▶ [EXCERPTED TEXT]:
===

The Rangers on Saturday night topped the Pirates by a score of 5-2 (box score), and the major subplot was that the game occasioned Yu Darvish’s first major-league start of 2016. Here’s how that went …
Darvish, of course, returned to a big-league mound after undergoing Tommy John surgery in March of 2015. Saturday night marked his first start with the Rangers since Aug. 9, 2014, and as you can see it went quite well. Prior to this, Darvish looked quite strong in five minor-league rehab starts, but doing it against the best hitters in the world is something else altogether.
Speaking of doing it against the best hitters in the world …
Of Darvish’s 81 pitches on the night, 51 went for strikes. As for his velocity, it was impressive …
(Chart via Brooks Baseball)
Per the GameDay algorithm, Darvish averaged 95.2 mph with his four-seamer and topped out at 99.1(!). For what it’s worth, Darvish hasn’t averaged 95 or better with his fastball since his rookie MLB season of 2009. And as Andrew McCutchen will attest, the breaking ball was working, too …
And here’s Texas catcher Bobby Wilson on Darvish’s Saturday stuff (via AP) …
”In warmups, he didn’t really let it go. And then warmups in the first inning, he didn’t really let it go. Then the first couple of hitters, he started letting it go and that ball jumped on me quick. The sinkers that he threw, there was a couple I’m just happy I got a glove on because they were that firm and that nasty.”
As for the opposition, Jung Ho Kang wasn’t in the lineup on Saturday, but the Pirates are still one of the stronger offensive teams in the majors (only the Red Sox have a higher Weighted On-Base Average this season). Yet Darvish tamed them. Command is typically the last thing to return to pitcher who’s undergone reconstructive elbow surgery, but if his start against Pittsburgh is any guide, the Texas ace is ahead of schedule.
So Darvish will fortify a Ranger rotation that leads the AL in starters’ ERA and ranks 10th in starters’ FIP. It’s that latter ranking that may have portended regression. The return of one of the elite bat-missers in the game today, though, may keep things humming in Texas.

===

▶ [DATA PROVIDED]:

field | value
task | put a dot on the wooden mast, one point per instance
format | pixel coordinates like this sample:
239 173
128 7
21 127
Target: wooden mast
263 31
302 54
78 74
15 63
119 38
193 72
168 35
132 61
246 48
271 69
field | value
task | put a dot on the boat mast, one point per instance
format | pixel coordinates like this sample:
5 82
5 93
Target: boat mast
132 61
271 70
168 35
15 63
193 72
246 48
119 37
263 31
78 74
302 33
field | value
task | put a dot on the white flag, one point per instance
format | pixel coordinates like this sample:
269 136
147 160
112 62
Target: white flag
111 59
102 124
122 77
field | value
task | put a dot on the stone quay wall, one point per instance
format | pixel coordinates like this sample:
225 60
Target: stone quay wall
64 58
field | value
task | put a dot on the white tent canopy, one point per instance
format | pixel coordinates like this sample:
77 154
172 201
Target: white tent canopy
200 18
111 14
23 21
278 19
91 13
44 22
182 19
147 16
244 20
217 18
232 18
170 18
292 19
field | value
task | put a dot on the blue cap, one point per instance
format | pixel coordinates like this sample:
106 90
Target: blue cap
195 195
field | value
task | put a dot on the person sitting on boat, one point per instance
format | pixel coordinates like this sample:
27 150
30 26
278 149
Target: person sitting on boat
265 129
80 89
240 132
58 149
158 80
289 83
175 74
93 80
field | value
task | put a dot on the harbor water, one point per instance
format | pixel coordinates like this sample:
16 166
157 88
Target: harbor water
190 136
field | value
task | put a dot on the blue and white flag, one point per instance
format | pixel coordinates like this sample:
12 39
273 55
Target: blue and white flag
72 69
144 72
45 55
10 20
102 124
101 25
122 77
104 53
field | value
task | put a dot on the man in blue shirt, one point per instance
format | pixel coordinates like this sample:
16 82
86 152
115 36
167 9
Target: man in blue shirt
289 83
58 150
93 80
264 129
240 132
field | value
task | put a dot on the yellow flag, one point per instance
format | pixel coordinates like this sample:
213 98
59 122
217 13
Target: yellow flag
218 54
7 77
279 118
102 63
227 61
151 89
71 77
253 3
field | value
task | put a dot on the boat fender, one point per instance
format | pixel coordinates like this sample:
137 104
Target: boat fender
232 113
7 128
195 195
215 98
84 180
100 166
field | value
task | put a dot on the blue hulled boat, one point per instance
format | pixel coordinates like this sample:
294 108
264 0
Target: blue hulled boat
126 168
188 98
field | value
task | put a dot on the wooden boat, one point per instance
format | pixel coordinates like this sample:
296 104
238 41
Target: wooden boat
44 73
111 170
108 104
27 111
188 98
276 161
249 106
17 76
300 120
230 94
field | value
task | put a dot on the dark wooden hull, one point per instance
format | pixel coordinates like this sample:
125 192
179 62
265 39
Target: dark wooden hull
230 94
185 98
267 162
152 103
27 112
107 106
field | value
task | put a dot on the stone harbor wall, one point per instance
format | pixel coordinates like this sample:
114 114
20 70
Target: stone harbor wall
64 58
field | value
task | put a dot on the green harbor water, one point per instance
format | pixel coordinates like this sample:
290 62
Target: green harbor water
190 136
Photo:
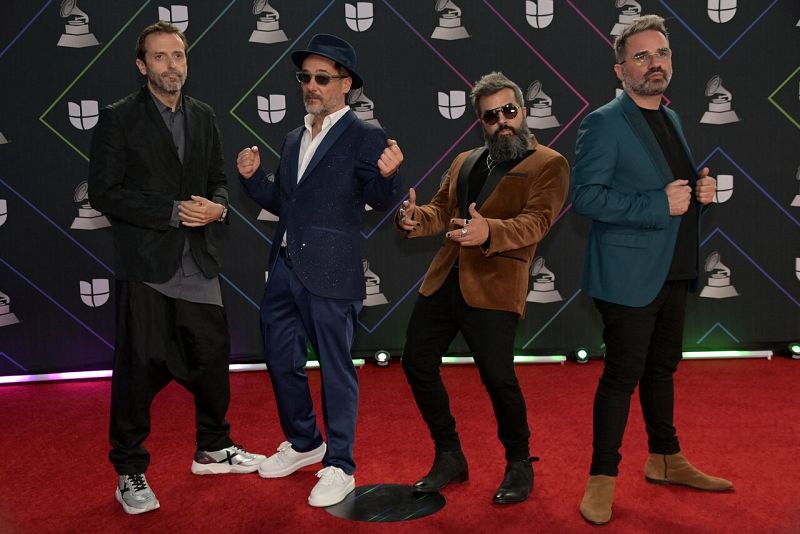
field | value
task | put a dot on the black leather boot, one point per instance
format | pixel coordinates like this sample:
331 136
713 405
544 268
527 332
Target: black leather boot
448 466
517 483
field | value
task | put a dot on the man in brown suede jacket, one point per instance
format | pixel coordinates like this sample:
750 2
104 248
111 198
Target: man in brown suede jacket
495 204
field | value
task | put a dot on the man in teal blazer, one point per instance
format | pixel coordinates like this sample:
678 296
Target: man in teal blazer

===

▶ [ACTION ITEM]: In the article on Yu Darvish's return, how many of his 81 pitches went for strikes? This data comes from a different source than the article on Yu Darvish's return.

▶ [ANSWER]: 51